* _Records drawn from a dataset_:
********************

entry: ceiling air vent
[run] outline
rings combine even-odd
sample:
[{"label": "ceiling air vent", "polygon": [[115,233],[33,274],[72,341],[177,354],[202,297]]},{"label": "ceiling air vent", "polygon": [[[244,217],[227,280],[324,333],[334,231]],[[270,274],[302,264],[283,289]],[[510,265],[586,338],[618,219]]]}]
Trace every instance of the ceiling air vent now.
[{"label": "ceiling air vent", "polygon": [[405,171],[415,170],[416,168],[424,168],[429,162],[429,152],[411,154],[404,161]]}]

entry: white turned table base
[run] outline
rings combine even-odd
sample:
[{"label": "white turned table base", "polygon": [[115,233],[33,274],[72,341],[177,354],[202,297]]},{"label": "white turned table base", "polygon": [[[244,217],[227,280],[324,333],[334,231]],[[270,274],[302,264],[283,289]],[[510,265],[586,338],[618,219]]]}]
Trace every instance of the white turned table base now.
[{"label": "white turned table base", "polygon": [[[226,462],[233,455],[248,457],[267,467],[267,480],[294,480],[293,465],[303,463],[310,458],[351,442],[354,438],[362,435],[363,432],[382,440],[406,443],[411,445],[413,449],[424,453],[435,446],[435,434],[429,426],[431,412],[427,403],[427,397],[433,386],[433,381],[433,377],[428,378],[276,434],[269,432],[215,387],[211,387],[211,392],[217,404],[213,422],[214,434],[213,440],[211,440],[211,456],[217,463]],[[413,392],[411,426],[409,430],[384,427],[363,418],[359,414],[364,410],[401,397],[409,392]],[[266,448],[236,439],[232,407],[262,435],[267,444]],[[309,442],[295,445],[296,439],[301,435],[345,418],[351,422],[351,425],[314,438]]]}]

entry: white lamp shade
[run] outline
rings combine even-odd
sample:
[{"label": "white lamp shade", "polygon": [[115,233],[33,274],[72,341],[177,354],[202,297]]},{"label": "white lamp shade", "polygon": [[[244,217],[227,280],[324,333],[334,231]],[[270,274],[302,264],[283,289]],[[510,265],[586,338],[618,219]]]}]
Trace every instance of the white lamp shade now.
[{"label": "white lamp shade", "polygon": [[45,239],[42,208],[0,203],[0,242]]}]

********************

* _Task prompt_: Lines holding "entry": copy each one from the records above.

* _Worked solution_:
entry: ceiling air vent
entry: white turned table base
entry: white lamp shade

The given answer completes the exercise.